▶ _TASK INPUTS_:
* * * * * * *
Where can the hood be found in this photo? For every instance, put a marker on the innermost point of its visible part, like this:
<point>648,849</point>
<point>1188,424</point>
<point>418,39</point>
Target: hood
* * * * * * *
▶ _PROBLEM_:
Could you copy the lines above word for word?

▶ _TASK SOLUTION_:
Where can the hood be found in this photo? For every instance, put a marker on the innermost point of its visible part, like this:
<point>648,849</point>
<point>1188,424</point>
<point>418,39</point>
Target: hood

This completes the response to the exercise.